» Problem 1:
Translate into Spanish this sentence from the text on general intelligence: "So real-world general intelligences are inevitably somewhat biased toward certain sorts of goals and environments."
» Problem 2:
Quote from the text on general intelligence the part that begins at the words "Wlodek Duch, in" and stops after "no means complete.".

» Text passage:
**********

Broadly Suspected Aspects of General Intelligence

Variations in perspective aside, there is reasonably broad agreement in the AGI community on some key likely features of general intelligence, e.g.:

  • General intelligence involves the ability to achieve a variety of goals, and carry out a variety of tasks, in a variety of different contexts and environments
  • A generally intelligent system should be able to handle problems and situations quite different from those anticipated by its creators
  • A generally intelligent system should be good at generalizing the knowledge it has gained, so as to transfer this knowledge from one problem or context to others
  • Arbitrarily general intelligence is likely not possible given realistic resource constraints
  • Real-world systems may display varying degrees of limited generality, but are inevitably going to be a lot more efficient at learning some sorts of things than others; and for any given real-world system, there will be some learning tasks on which it is unacceptably slow. So real-world general intelligences are inevitably somewhat biased toward certain sorts of goals and environments.
  • Humans display a higher level of general intelligence than existing AI programs do, and apparently also a higher level than other animals
  • According to our observations of humans and various theoretical perspectives, the following traits, among many others, are typically associated with generally intelligence: reasoning, creativity, association, generalization, pattern recognition, problem solving, memorization, planning, achieving goals, learning, optimization, self-preservation, sensory data processing, language processing, classification, induction, deduction and abduction
  • It seems quite unlikely that humans happen to manifest a maximal level of general intelligence, even relative to the goals and environment for which they have been evolutionarily adapted

There is also a common intuition in much of the AGI community that various real-world general intelligences will tend to share certain common properties; though there is less agreement on what these properties are. A 2008 workshop on Human-Level AI resulted in a paper by Laird and Wray enumerating one proposed list of such properties (Laird et al, 2008); a 2009 workshop on AGI resulted in an alternative, more extensive list, articulated in a multi-author paper published in AI Magazine (Adams et al, 2012).

Current Scope of the AGI Field

Wlodek Duch, in his survey paper (Duch, 2008), divided existing approaches to AI into three paradigms – symbolic, emergentist and hybrid. To this trichotomy we here add one additional category, "universal." Due to the diversity of AGI approaches, it is difficult to find truly comprehensive surveys; Samsonovich (2010) is perhaps the most thorough but is by no means complete.

Universal AI

In the universal approach, one starts with AGI algorithms or agents that would yield incredibly powerful general intelligence if supplied with massively, unrealistically much computing power, and then views practically feasible AGI systems as specializations of these powerful theoretic systems.

**********

» Dataset section:
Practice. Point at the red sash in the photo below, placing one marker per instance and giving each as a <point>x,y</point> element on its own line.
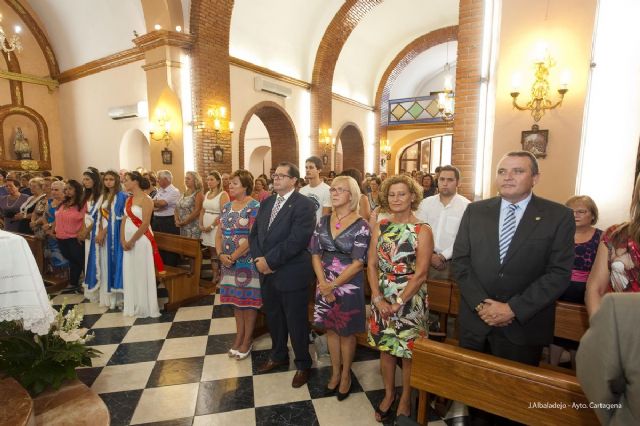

**********

» Your response 1:
Por lo tanto, las inteligencias generales del mundo real están inevitablemente algo sesgadas hacia ciertos tipos de objetivos y entornos.

» Your response 2:
Wlodek Duch, in his survey paper (Duch, 2008), divided existing approaches to AI into three paradigms – symbolic, emergentist and hybrid. To this trichotomy we here add one additional category, "universal." Due to the diversity of AGI approaches, it is difficult to find truly comprehensive surveys; Samsonovich (2010) is perhaps the most thorough but is by no means complete.